EXCERPT TO READ:
• • • • • • •

The task assignment module 132 starts inquiry processing (Step S202). At this step, the task assignment module 132 selects one target task processing node 200 from the identified task processing nodes 200.
The task assignment module 132 performs the data inquiry to the target task processing node 200 (Step S203). In the data inquiry, information for identifying the target data 221 is transmitted.
In a case of receiving the data inquiry, the search engine 211 of the task processing node 200 refers to the index information 222 to search the target data 221 based on the information for identifying the target data 221. For example, the search engine 211 refers to the index information 222 to search records matching the Value, the name of data, the type of data, or the range of data. The search engine 211 transmits a response including the search result to the task management node 100. The search result includes at least information indicating whether the target data exists. The search result can further include information on the retrieved target data. For example, the search result may include information indicating the number of a plurality of pieces of retrieved target data 221 and the type of the retrieved target data 221.

• • • • • • •

STORED DATA:

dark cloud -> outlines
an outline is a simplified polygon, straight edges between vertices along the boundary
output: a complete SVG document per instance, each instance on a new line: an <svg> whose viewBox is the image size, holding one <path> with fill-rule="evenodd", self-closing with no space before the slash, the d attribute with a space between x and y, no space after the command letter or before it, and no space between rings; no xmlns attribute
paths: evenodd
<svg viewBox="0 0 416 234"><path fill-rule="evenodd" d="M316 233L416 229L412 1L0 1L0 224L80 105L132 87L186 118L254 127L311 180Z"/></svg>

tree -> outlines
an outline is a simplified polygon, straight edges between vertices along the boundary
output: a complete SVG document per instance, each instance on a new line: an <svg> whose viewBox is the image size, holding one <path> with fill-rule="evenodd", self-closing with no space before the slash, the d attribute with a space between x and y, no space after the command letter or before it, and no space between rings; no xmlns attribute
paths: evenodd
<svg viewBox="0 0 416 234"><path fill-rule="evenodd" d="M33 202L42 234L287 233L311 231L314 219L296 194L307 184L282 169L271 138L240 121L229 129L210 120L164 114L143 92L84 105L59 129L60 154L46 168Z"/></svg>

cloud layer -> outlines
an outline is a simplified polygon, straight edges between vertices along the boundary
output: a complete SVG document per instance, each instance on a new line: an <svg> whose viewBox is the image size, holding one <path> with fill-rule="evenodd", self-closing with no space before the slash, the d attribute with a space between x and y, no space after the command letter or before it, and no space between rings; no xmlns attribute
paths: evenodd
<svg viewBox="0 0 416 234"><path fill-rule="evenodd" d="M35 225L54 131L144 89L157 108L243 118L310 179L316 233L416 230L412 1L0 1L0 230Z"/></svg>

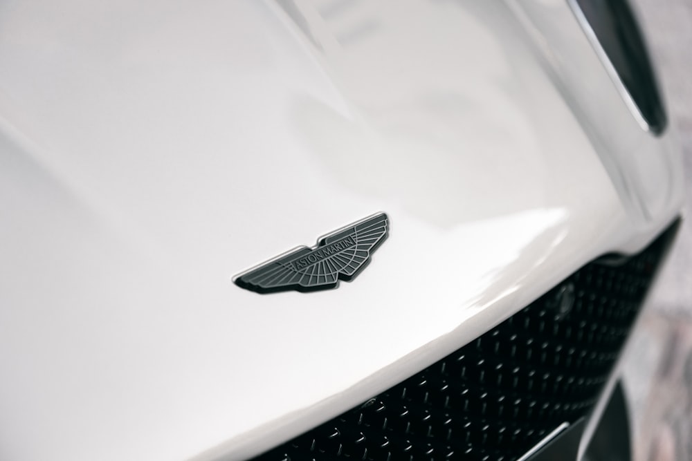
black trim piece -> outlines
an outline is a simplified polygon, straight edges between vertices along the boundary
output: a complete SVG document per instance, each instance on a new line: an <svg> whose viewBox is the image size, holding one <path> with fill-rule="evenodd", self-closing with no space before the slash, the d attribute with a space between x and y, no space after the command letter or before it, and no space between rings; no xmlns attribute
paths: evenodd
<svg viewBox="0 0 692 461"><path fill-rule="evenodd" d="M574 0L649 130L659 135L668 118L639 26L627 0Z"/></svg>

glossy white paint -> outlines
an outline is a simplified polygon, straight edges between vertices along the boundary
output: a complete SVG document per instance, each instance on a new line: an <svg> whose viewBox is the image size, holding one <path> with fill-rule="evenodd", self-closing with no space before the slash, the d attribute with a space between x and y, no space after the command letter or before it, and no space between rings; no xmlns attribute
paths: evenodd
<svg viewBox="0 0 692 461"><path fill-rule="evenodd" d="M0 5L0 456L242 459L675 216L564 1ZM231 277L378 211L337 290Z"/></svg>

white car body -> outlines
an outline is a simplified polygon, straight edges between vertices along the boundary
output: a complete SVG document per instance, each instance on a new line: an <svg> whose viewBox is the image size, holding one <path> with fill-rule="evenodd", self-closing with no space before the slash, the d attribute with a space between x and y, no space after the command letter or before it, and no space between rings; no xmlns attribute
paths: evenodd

• • • • • • •

THE PROBLEM: Reproduce the portion of the data inquiry text between "In a case of" and "retrieved target data 221.", inclusive. The rows have nothing to do with this.

ANSWER TO THIS EXERCISE:
In a case of receiving the data inquiry, the search engine 211 of the task processing node 200 refers to the index information 222 to search the target data 221 based on the information for identifying the target data 221. For example, the search engine 211 refers to the index information 222 to search records matching the Value, the name of data, the type of data, or the range of data. The search engine 211 transmits a response including the search result to the task management node 100. The search result includes at least information indicating whether the target data exists. The search result can further include information on the retrieved target data. For example, the search result may include information indicating the number of a plurality of pieces of retrieved target data 221 and the type of the retrieved target data 221.